GIVEN TEXT.
Doctors Without Borders said one of its hospitals in South Sudan had been bombed early on Saturday, with local officials reporting at least four dead in the area.
South Sudan has descended into renewed conflict in recent months due to the collapse of a power-sharing agreement between rival generals, president Salva Kiir and first vice-president Riek Machar.
MSF said its hospital in Old Fangak in the north of the country had been bombed at about 4:00am local time.
‘The pharmacy was destroyed. All medical supplies lost. There are reports of people killed and injured,’ the medical charity said in a statement posted on Facebook.
The bombing came a day after army chief Paul Majok Nang threatened attacks in Fangak and Leer counties in response to a number of boats and barges being ‘hijacked’.
An army statement on Friday accused members of Machar’s forces and its allies in the so-called White Army, a militia drawn from the vice president’s ethnic Nuer community, of being behind the hijackings, which led to passengers and crew being ‘held hostage’ and ransoms demanded.
Biel Boutros Biel, a local official in Fangak County, confirmed that bombings had hit the area around 4 am on Saturday.
In a recorded statement, he said they were carried out by a drone and plane, displacing ‘over 30,000 people’ and killing at least four, including a nine-month-old boy. ‘These planes belonged to the government of South Sudan.’
‘The pharmacy of MSF has been burned to ashes... There are a lot of casualties,’ he added, saying there were at least 25 wounded at the hospital.
AFP could not independently verify the information.

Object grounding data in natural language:
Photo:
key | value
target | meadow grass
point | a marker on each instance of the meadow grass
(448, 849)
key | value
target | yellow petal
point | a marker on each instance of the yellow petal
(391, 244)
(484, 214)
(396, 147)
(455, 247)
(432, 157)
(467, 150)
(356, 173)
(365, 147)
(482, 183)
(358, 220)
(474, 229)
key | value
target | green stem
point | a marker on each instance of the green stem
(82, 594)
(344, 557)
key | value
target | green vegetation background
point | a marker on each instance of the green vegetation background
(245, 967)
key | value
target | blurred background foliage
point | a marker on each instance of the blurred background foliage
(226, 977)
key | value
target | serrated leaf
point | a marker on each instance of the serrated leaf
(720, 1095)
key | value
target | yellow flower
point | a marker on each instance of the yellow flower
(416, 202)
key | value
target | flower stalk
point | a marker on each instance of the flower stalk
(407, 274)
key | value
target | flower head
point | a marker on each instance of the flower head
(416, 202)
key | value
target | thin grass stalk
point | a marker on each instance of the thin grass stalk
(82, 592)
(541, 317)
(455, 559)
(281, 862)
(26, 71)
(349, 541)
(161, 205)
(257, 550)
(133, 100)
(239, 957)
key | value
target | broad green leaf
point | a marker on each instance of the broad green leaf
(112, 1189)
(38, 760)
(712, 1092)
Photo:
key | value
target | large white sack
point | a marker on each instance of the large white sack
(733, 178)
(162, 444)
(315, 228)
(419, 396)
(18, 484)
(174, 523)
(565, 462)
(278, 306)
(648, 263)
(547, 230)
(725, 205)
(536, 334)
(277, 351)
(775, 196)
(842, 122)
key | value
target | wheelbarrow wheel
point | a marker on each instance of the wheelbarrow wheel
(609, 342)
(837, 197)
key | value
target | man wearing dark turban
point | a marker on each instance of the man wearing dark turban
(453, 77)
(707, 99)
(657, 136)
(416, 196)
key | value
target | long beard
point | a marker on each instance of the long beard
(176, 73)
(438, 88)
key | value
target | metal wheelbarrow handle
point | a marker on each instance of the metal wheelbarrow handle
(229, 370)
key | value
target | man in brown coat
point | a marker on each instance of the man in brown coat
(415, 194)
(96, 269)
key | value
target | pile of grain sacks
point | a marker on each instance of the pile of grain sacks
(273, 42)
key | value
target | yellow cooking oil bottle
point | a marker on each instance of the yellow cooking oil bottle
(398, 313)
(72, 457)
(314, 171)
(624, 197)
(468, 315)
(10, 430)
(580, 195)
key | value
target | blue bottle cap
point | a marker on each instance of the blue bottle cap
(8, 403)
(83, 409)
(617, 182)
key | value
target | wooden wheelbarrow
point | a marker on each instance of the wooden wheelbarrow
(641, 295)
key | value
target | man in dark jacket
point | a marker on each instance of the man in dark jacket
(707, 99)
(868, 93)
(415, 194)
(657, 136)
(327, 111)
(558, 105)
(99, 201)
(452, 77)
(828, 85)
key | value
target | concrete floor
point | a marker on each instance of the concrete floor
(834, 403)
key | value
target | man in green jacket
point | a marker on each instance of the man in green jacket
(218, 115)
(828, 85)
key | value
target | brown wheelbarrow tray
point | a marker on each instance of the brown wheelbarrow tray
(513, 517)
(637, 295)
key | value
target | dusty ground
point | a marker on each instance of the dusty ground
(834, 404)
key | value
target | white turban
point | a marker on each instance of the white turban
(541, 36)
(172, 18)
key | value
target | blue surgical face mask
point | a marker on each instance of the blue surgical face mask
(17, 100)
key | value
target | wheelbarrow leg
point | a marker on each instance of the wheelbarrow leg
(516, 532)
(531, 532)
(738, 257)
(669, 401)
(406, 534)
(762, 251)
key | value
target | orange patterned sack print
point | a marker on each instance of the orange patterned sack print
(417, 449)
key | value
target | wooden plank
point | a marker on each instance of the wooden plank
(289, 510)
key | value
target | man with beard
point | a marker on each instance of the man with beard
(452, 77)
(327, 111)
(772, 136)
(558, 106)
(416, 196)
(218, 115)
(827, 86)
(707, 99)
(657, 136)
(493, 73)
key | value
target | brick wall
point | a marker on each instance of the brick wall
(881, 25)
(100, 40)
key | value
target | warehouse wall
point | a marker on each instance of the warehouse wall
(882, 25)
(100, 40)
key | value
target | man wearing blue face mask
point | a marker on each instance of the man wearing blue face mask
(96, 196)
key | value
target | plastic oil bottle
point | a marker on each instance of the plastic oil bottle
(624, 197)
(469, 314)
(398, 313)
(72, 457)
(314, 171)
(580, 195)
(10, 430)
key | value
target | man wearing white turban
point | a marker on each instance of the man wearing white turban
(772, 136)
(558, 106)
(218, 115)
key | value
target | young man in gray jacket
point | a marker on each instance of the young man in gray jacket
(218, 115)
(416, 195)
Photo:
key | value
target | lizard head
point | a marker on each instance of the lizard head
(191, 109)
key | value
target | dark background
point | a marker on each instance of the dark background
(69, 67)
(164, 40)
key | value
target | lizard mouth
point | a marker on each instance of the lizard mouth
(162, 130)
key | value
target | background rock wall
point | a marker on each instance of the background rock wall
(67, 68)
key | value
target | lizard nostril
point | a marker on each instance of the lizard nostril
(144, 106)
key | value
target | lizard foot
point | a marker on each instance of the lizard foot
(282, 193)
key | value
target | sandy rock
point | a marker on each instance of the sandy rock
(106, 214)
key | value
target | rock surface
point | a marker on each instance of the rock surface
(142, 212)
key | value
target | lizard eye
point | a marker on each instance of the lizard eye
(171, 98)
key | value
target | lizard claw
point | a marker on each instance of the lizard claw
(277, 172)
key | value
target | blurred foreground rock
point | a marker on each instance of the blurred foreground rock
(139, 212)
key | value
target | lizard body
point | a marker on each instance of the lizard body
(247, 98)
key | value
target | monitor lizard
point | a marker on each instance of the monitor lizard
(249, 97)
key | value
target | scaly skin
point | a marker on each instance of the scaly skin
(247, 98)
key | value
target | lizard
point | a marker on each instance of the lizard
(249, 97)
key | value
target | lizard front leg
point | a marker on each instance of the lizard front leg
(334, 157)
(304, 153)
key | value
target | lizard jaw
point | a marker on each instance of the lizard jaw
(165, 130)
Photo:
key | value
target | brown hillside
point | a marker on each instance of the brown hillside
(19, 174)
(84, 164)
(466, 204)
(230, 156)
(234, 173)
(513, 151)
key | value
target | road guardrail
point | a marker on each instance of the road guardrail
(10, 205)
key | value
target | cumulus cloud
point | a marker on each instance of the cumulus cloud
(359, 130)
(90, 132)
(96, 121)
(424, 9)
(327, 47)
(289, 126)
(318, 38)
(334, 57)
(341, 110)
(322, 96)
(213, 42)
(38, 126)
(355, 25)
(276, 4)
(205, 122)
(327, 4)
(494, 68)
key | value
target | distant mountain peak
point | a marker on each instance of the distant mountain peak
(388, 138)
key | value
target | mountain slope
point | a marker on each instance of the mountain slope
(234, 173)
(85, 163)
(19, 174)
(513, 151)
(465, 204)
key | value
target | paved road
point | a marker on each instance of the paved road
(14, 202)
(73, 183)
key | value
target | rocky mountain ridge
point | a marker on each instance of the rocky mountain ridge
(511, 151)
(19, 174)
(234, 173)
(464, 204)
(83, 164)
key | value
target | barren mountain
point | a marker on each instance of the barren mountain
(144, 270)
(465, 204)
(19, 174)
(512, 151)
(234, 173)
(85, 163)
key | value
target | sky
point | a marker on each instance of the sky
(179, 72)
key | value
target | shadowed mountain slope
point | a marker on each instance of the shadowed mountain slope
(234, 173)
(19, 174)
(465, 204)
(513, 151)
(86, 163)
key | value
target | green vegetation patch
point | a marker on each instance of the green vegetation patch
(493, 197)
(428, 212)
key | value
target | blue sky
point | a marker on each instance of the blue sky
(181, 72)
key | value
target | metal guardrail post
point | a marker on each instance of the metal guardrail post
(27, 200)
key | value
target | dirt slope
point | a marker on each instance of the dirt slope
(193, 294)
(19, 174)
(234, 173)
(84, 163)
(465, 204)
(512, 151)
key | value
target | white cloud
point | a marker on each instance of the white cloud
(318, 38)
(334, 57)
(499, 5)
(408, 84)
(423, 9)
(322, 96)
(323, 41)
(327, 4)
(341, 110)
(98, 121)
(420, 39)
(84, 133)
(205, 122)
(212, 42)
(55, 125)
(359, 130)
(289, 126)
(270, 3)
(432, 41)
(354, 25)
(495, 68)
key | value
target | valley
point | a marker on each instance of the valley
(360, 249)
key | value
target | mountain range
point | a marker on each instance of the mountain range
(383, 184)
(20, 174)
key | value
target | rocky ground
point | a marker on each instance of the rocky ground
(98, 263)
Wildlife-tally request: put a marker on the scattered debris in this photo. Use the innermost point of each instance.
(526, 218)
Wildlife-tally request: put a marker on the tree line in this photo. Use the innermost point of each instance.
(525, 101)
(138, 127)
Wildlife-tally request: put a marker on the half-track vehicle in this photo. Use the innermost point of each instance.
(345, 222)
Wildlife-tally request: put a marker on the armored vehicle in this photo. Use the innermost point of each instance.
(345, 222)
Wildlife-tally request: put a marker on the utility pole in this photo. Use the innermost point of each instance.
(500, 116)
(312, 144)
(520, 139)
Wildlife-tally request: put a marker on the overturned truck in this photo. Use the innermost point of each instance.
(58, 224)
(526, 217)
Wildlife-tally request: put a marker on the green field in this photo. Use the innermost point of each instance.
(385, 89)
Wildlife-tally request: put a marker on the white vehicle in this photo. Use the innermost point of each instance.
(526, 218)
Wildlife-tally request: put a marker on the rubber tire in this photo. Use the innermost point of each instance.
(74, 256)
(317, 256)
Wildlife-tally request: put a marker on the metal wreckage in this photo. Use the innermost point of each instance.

TASK STATEMENT.
Check each statement against the article on the hospital bombing in South Sudan, answering yes or no and quoting the words that decide it. 1. The hospital in Old Fangak was bombed at about 4:00am local time. 2. The local official said at least 50 people were wounded at the hospital. 3. The army chief threatened attacks in Fangak and Leer counties. The lines have nothing to do with the text.

ANSWER BOX.
1. Yes: "had been bombed at about 4:00am local time"
2. No: "there were at least 25 wounded at the hospital"
3. Yes: "threatened attacks in Fangak and Leer counties"